● WORK INSTRUCTIONS
Go through the records underneath and write each one out again exactly.

● PROVIDED MATERIAL

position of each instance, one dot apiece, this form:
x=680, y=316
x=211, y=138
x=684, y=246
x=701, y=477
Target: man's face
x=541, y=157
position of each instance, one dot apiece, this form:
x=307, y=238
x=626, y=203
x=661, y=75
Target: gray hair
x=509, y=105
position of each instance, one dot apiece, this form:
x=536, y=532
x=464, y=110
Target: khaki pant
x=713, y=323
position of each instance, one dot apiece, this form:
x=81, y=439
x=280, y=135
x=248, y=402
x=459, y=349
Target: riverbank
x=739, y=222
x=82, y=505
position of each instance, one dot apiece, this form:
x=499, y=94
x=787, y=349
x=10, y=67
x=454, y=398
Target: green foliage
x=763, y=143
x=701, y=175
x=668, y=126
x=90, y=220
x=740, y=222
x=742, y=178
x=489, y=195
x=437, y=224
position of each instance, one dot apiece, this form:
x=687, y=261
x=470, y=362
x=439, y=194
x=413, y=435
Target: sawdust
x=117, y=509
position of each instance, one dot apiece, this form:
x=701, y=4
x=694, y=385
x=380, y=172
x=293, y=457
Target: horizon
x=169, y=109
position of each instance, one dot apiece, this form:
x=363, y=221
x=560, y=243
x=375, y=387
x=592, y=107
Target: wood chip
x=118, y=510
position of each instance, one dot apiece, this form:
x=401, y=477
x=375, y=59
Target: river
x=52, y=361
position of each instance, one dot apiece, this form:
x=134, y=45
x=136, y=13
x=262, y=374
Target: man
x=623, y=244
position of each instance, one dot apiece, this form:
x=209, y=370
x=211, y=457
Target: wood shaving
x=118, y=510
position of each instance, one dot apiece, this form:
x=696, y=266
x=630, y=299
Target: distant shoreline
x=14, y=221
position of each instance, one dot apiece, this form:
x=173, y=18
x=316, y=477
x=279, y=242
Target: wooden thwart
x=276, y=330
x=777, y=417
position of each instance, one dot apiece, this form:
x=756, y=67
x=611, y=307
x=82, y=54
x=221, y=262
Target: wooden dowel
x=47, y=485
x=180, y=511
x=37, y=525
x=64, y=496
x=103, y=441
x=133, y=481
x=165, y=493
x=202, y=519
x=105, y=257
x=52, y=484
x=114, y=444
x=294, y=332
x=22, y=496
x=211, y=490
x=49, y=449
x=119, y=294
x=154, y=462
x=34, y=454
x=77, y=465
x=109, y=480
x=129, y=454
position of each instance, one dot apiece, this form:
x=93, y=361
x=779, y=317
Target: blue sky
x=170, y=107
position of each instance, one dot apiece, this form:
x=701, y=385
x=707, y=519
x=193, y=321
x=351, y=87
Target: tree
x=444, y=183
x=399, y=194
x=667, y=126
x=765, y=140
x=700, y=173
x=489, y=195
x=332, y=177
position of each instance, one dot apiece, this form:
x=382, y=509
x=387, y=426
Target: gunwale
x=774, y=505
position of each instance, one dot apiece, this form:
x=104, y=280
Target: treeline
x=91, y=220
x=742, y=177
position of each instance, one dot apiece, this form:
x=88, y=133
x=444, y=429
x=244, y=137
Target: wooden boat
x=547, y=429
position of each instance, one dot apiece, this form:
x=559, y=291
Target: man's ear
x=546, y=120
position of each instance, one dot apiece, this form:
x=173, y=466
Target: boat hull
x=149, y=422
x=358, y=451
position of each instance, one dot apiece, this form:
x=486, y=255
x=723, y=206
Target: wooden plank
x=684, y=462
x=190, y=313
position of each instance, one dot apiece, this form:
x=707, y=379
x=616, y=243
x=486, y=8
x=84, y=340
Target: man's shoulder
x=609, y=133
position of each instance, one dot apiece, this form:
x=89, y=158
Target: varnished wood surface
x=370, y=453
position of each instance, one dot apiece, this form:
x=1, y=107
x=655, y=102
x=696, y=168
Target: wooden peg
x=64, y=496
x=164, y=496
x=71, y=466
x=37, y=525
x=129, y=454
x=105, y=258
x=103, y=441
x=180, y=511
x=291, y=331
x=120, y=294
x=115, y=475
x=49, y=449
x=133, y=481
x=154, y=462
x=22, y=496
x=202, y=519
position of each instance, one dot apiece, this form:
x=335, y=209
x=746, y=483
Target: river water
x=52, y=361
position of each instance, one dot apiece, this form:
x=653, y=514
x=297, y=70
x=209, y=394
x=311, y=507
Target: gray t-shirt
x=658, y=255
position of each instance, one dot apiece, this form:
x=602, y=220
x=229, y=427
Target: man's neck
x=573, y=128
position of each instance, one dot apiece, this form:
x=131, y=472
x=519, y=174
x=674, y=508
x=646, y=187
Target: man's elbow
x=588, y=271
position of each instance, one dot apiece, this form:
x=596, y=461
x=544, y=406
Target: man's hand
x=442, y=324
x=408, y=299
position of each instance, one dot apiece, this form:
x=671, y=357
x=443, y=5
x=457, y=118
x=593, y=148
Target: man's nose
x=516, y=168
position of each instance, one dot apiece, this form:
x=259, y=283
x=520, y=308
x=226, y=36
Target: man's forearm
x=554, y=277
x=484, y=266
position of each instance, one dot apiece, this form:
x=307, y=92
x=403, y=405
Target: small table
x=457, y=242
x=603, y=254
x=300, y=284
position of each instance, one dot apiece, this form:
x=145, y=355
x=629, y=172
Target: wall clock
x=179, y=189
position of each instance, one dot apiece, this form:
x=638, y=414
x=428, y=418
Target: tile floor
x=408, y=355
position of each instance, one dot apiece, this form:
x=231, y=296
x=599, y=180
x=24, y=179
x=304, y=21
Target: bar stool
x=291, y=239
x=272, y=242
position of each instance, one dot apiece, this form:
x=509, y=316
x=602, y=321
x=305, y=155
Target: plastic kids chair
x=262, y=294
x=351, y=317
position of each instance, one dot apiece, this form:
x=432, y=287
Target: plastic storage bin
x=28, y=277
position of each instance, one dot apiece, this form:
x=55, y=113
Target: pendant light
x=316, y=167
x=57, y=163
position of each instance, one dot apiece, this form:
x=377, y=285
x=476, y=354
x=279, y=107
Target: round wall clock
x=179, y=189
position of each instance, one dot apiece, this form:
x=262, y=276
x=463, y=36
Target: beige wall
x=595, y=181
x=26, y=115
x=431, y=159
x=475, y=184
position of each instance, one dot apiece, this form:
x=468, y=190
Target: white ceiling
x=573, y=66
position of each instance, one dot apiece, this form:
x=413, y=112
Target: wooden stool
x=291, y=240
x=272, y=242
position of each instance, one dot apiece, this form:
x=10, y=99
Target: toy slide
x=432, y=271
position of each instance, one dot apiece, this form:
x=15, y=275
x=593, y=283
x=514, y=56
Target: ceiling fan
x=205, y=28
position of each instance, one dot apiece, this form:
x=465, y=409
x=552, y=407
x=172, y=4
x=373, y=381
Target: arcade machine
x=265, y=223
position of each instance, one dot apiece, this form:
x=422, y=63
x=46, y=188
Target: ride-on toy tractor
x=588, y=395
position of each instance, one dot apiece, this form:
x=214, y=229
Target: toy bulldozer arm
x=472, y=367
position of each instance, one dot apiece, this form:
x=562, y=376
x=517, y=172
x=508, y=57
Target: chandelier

● RESPONSE
position of each instance, one dot apiece, this form:
x=680, y=316
x=211, y=138
x=684, y=246
x=701, y=477
Target: man's face
x=541, y=157
position of each instance, one dot apiece, this form:
x=307, y=238
x=626, y=203
x=661, y=75
Target: gray hair
x=509, y=105
position of each instance, one dot apiece, this form:
x=536, y=532
x=464, y=110
Target: khaki pant
x=713, y=323
position of each instance, one dot apiece, this form:
x=81, y=439
x=280, y=135
x=248, y=402
x=459, y=349
Target: riverbank
x=739, y=222
x=82, y=505
position of each instance, one dot apiece, this form:
x=499, y=94
x=787, y=349
x=10, y=67
x=454, y=398
Target: green foliage
x=763, y=143
x=701, y=175
x=668, y=126
x=90, y=220
x=740, y=222
x=742, y=178
x=489, y=195
x=437, y=224
position of each instance, one dot apiece, this form:
x=687, y=261
x=470, y=362
x=439, y=194
x=413, y=435
Target: sawdust
x=117, y=509
position of each instance, one dot apiece, this form:
x=701, y=4
x=694, y=385
x=380, y=172
x=293, y=457
Target: horizon
x=169, y=109
position of each instance, one dot apiece, this form:
x=363, y=221
x=560, y=243
x=375, y=387
x=592, y=107
Target: wood chip
x=118, y=510
position of each instance, one dot apiece, this form:
x=401, y=477
x=375, y=59
Target: river
x=52, y=361
position of each instance, one dot apiece, this form:
x=134, y=45
x=136, y=13
x=262, y=374
Target: man
x=623, y=244
position of each instance, one dot apiece, this form:
x=209, y=370
x=211, y=457
Target: wood shaving
x=118, y=510
position of each instance, one dot apiece, this form:
x=696, y=266
x=630, y=299
Target: distant shoreline
x=14, y=221
position of each instance, one dot apiece, this form:
x=173, y=18
x=316, y=477
x=279, y=242
Target: wooden thwart
x=276, y=330
x=777, y=417
position of each instance, one dot apiece, this form:
x=756, y=67
x=611, y=307
x=82, y=54
x=221, y=262
Target: wooden dowel
x=47, y=485
x=180, y=511
x=37, y=525
x=64, y=496
x=103, y=441
x=133, y=481
x=165, y=493
x=202, y=519
x=105, y=257
x=52, y=484
x=114, y=444
x=294, y=332
x=22, y=496
x=211, y=490
x=49, y=449
x=119, y=294
x=154, y=462
x=34, y=454
x=77, y=465
x=109, y=480
x=129, y=454
position of each instance, one dot apiece, this form:
x=93, y=361
x=779, y=317
Target: blue sky
x=170, y=107
position of each instance, one dot apiece, this form:
x=701, y=385
x=707, y=519
x=193, y=321
x=351, y=87
Target: tree
x=444, y=183
x=399, y=194
x=667, y=126
x=765, y=140
x=700, y=173
x=489, y=195
x=332, y=177
position of each instance, one dot apiece, this form:
x=382, y=509
x=387, y=426
Target: gunwale
x=774, y=505
position of each instance, one dot apiece, this form:
x=104, y=280
Target: treeline
x=91, y=220
x=742, y=177
position of each instance, one dot apiece, this form:
x=88, y=133
x=444, y=429
x=244, y=137
Target: wooden boat
x=547, y=429
position of each instance, one dot apiece, this form:
x=559, y=291
Target: man's ear
x=546, y=120
position of each instance, one dot apiece, this form:
x=173, y=466
Target: boat hull
x=149, y=422
x=358, y=451
position of each instance, one dot apiece, this form:
x=486, y=255
x=723, y=206
Target: wooden plank
x=684, y=462
x=190, y=313
position of each instance, one dot apiece, this form:
x=707, y=379
x=616, y=243
x=486, y=8
x=84, y=340
Target: man's shoulder
x=609, y=133
position of each instance, one dot apiece, this form:
x=89, y=158
Target: varnished wood surface
x=370, y=453
position of each instance, one dot apiece, this form:
x=1, y=107
x=655, y=102
x=696, y=168
Target: wooden peg
x=64, y=496
x=164, y=496
x=71, y=466
x=37, y=525
x=129, y=454
x=105, y=258
x=103, y=441
x=180, y=511
x=291, y=331
x=120, y=294
x=115, y=475
x=49, y=449
x=133, y=481
x=154, y=462
x=22, y=496
x=202, y=519
position of each instance, one dot apiece, this form:
x=335, y=209
x=746, y=483
Target: river water
x=52, y=361
position of each instance, one dot apiece, this form:
x=653, y=514
x=297, y=70
x=209, y=394
x=311, y=507
Target: gray t-shirt
x=658, y=255
position of each instance, one dot apiece, this form:
x=602, y=220
x=229, y=427
Target: man's neck
x=573, y=128
position of each instance, one dot apiece, this form:
x=131, y=472
x=519, y=174
x=674, y=508
x=646, y=187
Target: man's elbow
x=588, y=271
position of each instance, one dot apiece, this form:
x=596, y=461
x=544, y=406
Target: man's hand
x=442, y=324
x=408, y=299
position of each instance, one dot apiece, this form:
x=671, y=357
x=443, y=5
x=457, y=118
x=593, y=148
Target: man's nose
x=516, y=168
position of each instance, one dot apiece, this form:
x=259, y=283
x=520, y=308
x=226, y=36
Target: man's forearm
x=554, y=277
x=484, y=266
position of each instance, one dot apiece, this form:
x=307, y=92
x=403, y=405
Target: small table
x=457, y=242
x=603, y=254
x=300, y=284
position of each instance, one dot apiece, this form:
x=145, y=355
x=629, y=172
Target: wall clock
x=179, y=189
position of each instance, one dot apiece, this form:
x=638, y=414
x=428, y=418
Target: tile floor
x=408, y=355
position of each instance, one dot apiece, this form:
x=231, y=296
x=599, y=180
x=24, y=179
x=304, y=21
Target: bar stool
x=291, y=239
x=272, y=242
position of each instance, one dot apiece, this form:
x=509, y=316
x=602, y=321
x=305, y=155
Target: plastic kids chair
x=262, y=294
x=351, y=317
position of each instance, one dot apiece, this form:
x=432, y=287
Target: plastic storage bin
x=28, y=277
position of each instance, one dot apiece, this form:
x=55, y=113
Target: pendant light
x=316, y=167
x=57, y=163
position of each instance, one dot apiece, this form:
x=377, y=285
x=476, y=354
x=279, y=107
Target: round wall clock
x=179, y=189
position of each instance, one dot apiece, this form:
x=262, y=276
x=463, y=36
Target: beige wall
x=595, y=181
x=26, y=115
x=431, y=159
x=475, y=184
position of each instance, one dot apiece, this form:
x=468, y=190
Target: white ceiling
x=573, y=66
position of each instance, one dot apiece, this form:
x=413, y=112
Target: wooden stool
x=291, y=240
x=272, y=242
position of each instance, one dot apiece, this form:
x=10, y=99
Target: toy slide
x=432, y=271
position of each instance, one dot apiece, this form:
x=15, y=275
x=593, y=283
x=514, y=56
Target: ceiling fan
x=205, y=28
position of each instance, one dot apiece, this form:
x=465, y=409
x=552, y=407
x=172, y=4
x=373, y=381
Target: arcade machine
x=265, y=223
position of each instance, one dot apiece, this form:
x=422, y=63
x=46, y=188
Target: ride-on toy tractor
x=588, y=395
position of each instance, one dot apiece, this form:
x=214, y=229
Target: toy bulldozer arm
x=472, y=367
position of each instance, one dot apiece, this form:
x=562, y=376
x=517, y=172
x=508, y=57
Target: chandelier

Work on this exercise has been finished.